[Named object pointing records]
· · ·
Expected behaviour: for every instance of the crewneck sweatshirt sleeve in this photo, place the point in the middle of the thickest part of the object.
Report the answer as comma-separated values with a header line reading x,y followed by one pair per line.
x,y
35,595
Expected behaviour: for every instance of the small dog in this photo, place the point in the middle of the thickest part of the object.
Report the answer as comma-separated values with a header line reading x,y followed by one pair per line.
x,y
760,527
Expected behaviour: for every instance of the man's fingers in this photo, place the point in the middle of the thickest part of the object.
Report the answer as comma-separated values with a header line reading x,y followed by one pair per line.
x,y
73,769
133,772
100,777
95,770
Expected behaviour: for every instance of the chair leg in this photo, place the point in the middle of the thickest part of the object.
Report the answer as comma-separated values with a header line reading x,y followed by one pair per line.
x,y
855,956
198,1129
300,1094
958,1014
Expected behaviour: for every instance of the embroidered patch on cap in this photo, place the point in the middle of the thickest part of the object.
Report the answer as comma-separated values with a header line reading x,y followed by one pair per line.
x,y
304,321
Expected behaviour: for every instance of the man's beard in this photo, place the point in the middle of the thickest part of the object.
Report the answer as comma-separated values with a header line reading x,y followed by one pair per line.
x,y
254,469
· · ·
* INSTRUCTION:
Change every occurrence of "thickest part" in the records above to "widest part" and reproduce all the lines with nothing else altered.

* REPLY:
Expected behaviour: for every instance of the crewneck sweatshirt sleeve in this photo, place the point in the middle of the widest part of the object.
Report the answer as comma-separated values with a header line reading x,y followed by one pair per line.
x,y
35,595
Expected behaviour: for every instance of the small dog in this photo, place the point in the middle of the widest part of the object.
Report the answer as comma-separated values with a header line reading x,y followed by one pair per line.
x,y
760,527
Expected behaviour: for every instance of the man's fingers in this photo, place the point in the middle of the widest part of the object.
Report the answer as comma-separated values with a header line reading x,y followed by one pair per line.
x,y
73,769
133,772
100,777
95,770
Expected behaviour: for every instance of the chair leg in this photo, place the point in the middle of the widest part of the object.
Report the answer as comma-separated values with a header line reading x,y followed by one pair per line.
x,y
855,956
198,1129
300,1094
958,1014
Expected behaviour: for every instance of the embroidered patch on cap in this photo, place the point in the middle of the widest part of the object.
Report the answer as comma-separated values with a header line reading x,y followed by one pair per line.
x,y
304,321
Expected behaviour: for every instance of the man's beard in this photo, place the point in the middle of the widest part of the object.
Report the answer as comma-separated values with a header line reading x,y followed by one pair per line.
x,y
254,469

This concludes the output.